■ DIRECTIONS FOR THIS TASK ■
Write the entries below out again without a single difference.

[Start of Attachment]

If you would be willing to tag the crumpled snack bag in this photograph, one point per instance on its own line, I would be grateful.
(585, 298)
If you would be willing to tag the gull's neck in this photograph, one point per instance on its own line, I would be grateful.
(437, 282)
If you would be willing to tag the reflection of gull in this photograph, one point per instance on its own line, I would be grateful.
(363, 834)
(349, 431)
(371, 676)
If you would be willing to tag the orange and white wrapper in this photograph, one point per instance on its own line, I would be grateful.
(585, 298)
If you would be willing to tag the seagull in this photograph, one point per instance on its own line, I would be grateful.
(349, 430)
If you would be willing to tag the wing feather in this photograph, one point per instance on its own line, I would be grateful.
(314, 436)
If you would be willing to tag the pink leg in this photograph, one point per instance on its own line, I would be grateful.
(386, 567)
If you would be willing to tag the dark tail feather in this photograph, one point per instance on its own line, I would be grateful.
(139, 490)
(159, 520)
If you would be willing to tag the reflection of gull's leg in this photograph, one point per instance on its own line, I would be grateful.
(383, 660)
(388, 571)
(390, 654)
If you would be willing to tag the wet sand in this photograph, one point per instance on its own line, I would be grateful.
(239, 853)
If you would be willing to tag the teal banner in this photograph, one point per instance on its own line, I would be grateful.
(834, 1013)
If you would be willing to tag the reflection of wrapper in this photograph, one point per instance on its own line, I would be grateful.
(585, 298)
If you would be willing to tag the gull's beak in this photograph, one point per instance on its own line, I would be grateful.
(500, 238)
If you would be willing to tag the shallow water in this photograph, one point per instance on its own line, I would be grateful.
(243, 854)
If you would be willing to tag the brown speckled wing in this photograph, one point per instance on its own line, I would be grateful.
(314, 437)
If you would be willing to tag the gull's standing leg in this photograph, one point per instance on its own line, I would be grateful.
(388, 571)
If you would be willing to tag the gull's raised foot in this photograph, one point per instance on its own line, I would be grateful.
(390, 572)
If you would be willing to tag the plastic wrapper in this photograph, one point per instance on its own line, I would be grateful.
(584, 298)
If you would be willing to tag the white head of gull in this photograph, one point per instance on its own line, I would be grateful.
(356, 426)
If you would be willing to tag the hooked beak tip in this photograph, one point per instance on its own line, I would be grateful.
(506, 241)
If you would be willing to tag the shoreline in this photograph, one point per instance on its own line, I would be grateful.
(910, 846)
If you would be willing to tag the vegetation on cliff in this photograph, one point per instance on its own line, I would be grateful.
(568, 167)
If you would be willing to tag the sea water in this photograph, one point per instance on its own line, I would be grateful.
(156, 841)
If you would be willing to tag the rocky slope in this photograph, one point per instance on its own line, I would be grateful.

[End of Attachment]

■ ANSWER BOX ■
If you would be willing to tag the crumpled snack bag in this photograph, one point per instance on its own line, I would be grateful.
(585, 298)
If you would be willing to tag the gull's neck in this photograph, one point per instance on its own line, I would be grateful.
(437, 282)
If you would be willing to tag the reflection of gull in this photograph, one point per instance on its own line, I would be grateful.
(363, 834)
(349, 431)
(371, 676)
If you would be willing to tag the orange and white wrapper in this photograph, one point per instance on its own line, I would be grateful.
(585, 298)
If you would be willing to tag the seagull in this photograph, one point per instance on its own line, I would be grateful.
(349, 430)
If you would be willing to tag the wing feather in this photograph, one point per instance on its own line, I would be grateful.
(314, 436)
If you would be willing to tag the pink leg in this photograph, one point per instance on its own line, I would be grateful.
(386, 567)
If you would be willing to tag the dark tail feather in this photograph, one point per instance on its own line, I would be grateful.
(139, 490)
(159, 520)
If you would be willing to tag the reflection of gull's leg in this photograph, one point per instance on its own line, I would be grateful.
(383, 660)
(388, 571)
(390, 654)
If you would be willing to tag the wet sand in this photograph, one point per instance on its own line, I would be grateful.
(239, 853)
If you would be willing to tag the teal banner in this photograph, one point per instance on its own line, I would be grateful.
(834, 1013)
If you would be willing to tag the reflection of wrapper in this photograph, one point per instance on its own line, I would be grateful.
(585, 298)
If you would be willing to tag the gull's beak in this photograph, one point per instance on its own line, I would be grateful.
(500, 238)
If you would be willing to tag the shallow water in this photograph, one point per instance on its own line, I would be grateful.
(243, 854)
If you would be willing to tag the brown speckled wing in this photograph, one point per instance on its own line, I would be grateful.
(314, 437)
If you would be willing to tag the gull's standing leg in this photograph, one point per instance on its own line, I would be grateful.
(388, 571)
If you would be willing to tag the gull's raised foot in this photograph, one point per instance on its own line, I would be grateful.
(390, 572)
If you would be willing to tag the plastic wrapper in this photograph, one point per instance on its own line, I would be grateful.
(584, 298)
If you would be willing to tag the white head of gull in this photograph, one point per instance on its own line, I would be grateful.
(356, 426)
If you would be willing to tag the hooked beak tip in this photograph, one point per instance on its own line, I would be grateful.
(506, 241)
If you would be willing to tag the shoreline in this photograph, one point per instance on its own line, I would be grateful.
(910, 846)
If you would be willing to tag the vegetation on cliff in this photograph, one point per instance on its own line, I would be grateful.
(568, 167)
If you would be willing to tag the sea water in this photograph, one point per instance on its own line, I would be grateful.
(156, 841)
If you would be willing to tag the rocky slope in this photograph, one point per instance on its own line, I would be grateful.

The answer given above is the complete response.